WRITTEN PROBLEM: Rescale the rows, starting at the row containing "surface that the sensor captured." and ending at the last row, and reproduce only these rows in full, requests included. Multiply every bounding-box coordinate in the answers by 1.35 and round to whole numbers, with halves rounded up; leave the requests unchanged.

EXCERPTED DATA:
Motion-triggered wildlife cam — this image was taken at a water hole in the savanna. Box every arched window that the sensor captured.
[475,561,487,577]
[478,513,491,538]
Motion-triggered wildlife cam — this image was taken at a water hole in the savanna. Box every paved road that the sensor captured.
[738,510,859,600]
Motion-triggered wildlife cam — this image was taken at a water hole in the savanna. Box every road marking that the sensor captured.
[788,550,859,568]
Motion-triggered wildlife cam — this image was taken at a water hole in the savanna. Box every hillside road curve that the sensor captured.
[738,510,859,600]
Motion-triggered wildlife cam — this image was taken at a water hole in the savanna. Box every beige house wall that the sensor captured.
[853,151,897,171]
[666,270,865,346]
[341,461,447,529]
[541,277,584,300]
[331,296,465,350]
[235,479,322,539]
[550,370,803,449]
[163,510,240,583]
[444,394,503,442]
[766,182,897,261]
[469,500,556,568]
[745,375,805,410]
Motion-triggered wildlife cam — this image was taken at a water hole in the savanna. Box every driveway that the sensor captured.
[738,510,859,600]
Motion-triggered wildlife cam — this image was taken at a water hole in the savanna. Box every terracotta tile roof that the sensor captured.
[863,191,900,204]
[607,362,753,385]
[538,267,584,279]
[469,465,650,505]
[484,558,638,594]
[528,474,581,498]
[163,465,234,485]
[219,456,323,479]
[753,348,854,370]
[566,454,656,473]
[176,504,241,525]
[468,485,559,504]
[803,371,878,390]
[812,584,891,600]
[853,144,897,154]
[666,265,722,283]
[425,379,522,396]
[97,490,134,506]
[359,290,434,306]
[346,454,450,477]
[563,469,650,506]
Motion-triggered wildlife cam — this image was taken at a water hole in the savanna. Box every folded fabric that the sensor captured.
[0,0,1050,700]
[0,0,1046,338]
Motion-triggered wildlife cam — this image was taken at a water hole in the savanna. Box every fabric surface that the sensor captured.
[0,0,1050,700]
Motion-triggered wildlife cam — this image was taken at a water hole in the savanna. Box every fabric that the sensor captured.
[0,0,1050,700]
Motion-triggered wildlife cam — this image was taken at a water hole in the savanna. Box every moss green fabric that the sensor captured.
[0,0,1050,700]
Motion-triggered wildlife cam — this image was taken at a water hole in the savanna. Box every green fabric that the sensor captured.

REPLY:
Motion-triggered wildlife cam — this image was taken at a water hole in the savanna. Box every fabric surface that the sensor captured.
[0,0,1418,945]
Motion-triggered wildlife cam — this image was taken at a water hole in the savanna. Box every fabric that the sensor captured.
[0,0,1418,945]
Motion-triggered wildlife cam — this image was taken at a water hole in the savanna. Box every moss green fabric that the sensor captured.
[0,0,1418,945]
Motion-triggered wildlife cam — this image was taken at a water hole in the savanna. Box every green fabric that the sensor captured.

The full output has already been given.